------ Given data ------

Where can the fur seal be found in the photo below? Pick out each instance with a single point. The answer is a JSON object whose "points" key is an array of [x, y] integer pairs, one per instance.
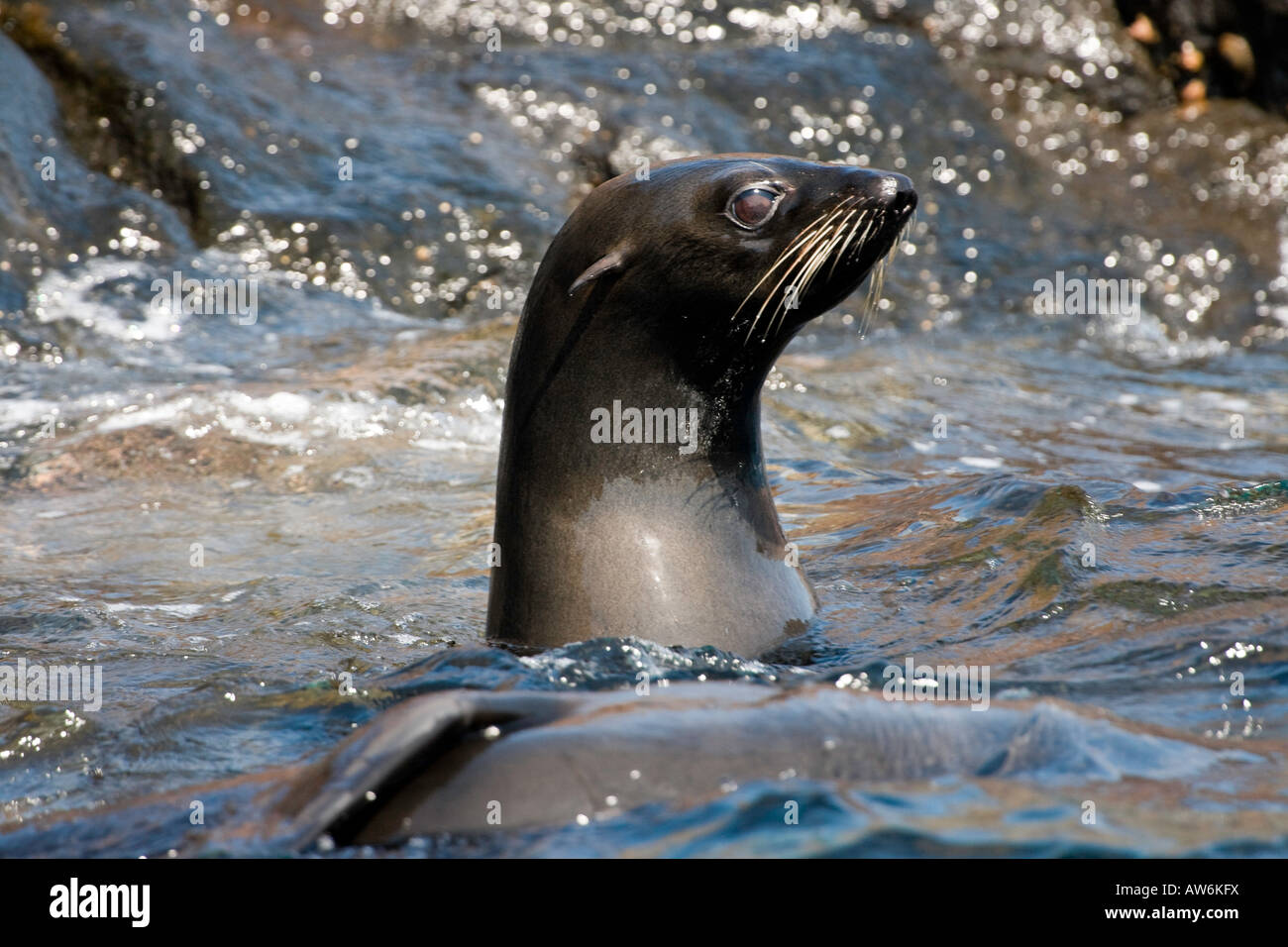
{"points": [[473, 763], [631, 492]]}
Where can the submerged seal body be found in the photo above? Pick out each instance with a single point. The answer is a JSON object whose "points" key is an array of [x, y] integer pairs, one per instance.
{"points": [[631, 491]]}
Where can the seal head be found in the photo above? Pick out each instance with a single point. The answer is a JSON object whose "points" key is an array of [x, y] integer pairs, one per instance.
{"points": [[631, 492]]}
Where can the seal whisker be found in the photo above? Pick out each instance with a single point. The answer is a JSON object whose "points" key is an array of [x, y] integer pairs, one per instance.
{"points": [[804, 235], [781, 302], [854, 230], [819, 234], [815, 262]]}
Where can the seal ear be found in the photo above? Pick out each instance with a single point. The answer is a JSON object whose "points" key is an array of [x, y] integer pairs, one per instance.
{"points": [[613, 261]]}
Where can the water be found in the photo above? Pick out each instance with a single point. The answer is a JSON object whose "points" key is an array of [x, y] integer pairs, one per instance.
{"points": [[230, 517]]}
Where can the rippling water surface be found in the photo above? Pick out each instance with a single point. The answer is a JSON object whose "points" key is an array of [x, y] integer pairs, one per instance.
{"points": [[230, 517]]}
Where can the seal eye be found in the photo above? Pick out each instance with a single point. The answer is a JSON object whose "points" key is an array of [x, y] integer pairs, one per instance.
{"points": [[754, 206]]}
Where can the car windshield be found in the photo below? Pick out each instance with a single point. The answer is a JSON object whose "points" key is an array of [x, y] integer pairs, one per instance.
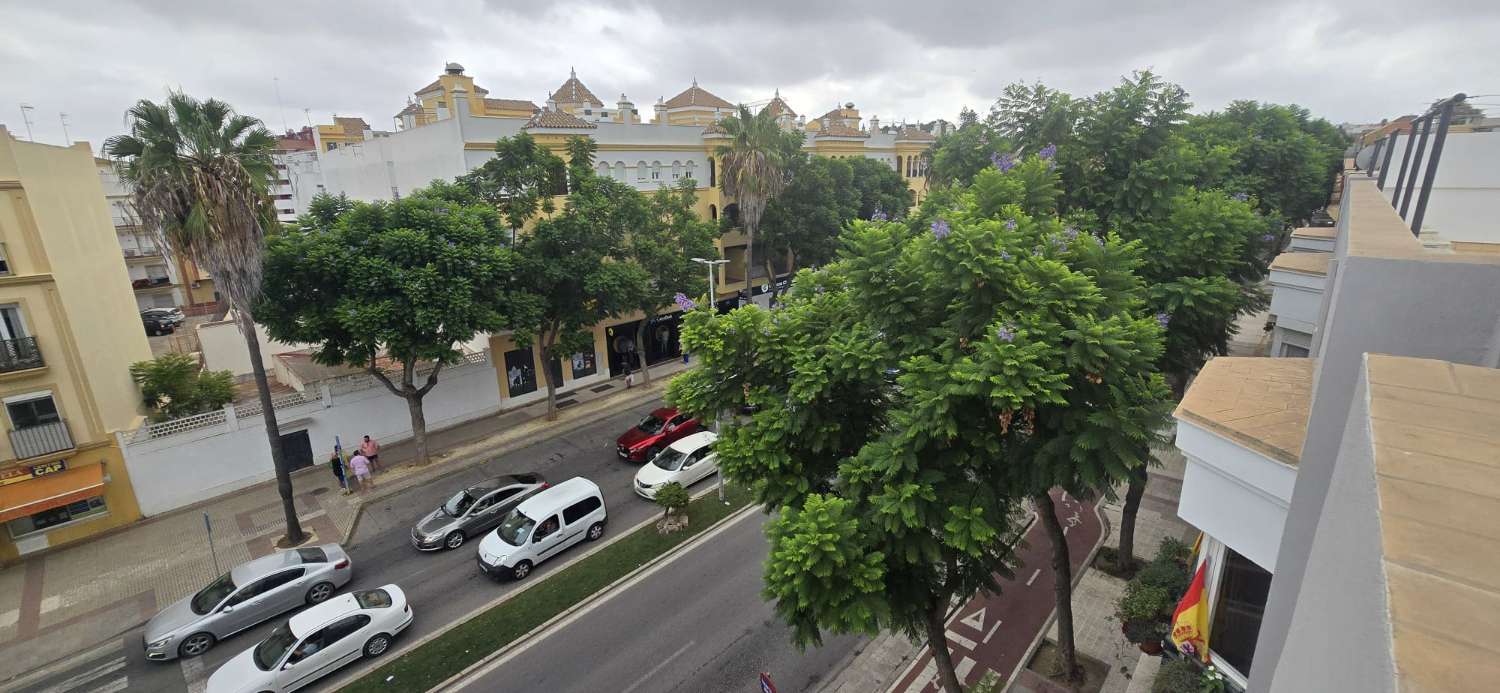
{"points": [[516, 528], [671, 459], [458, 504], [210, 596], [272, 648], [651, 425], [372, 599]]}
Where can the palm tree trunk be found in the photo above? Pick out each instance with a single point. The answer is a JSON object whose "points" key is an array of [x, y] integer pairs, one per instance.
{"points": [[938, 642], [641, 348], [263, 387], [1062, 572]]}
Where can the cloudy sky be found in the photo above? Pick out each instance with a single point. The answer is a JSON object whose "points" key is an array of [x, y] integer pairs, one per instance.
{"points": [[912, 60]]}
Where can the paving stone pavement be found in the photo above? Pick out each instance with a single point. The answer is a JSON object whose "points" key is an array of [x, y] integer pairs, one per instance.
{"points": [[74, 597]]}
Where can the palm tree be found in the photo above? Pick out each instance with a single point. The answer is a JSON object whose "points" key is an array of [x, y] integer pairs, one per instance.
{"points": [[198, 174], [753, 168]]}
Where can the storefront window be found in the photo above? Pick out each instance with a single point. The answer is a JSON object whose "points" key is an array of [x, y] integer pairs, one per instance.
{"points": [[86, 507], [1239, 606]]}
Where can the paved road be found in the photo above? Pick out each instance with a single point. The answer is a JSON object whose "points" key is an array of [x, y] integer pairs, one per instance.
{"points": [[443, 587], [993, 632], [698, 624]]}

------

## What you will do
Please rescale the entries starting at the line containing "Where can the storefront" and ending with the final entry, reproducing those entries in full. Multiply every x and y coordinate in their answers by 1.35 and round each result to a whole number, with halves rounded up.

## Complete output
Where can the storefront window be found in the photo above? Pick out each instance with a single point. The answer is a JSON object whose "points" key is an array of [x, y] integer pairs, one per instance.
{"points": [[116, 684], [1673, 818]]}
Where can the paved road be found in the photo above? Pick out each instance with a single point. The answer is a JSON object whose "points" key is an array of [x, y] integer pairs, one per instance.
{"points": [[598, 792], [1341, 853], [942, 842]]}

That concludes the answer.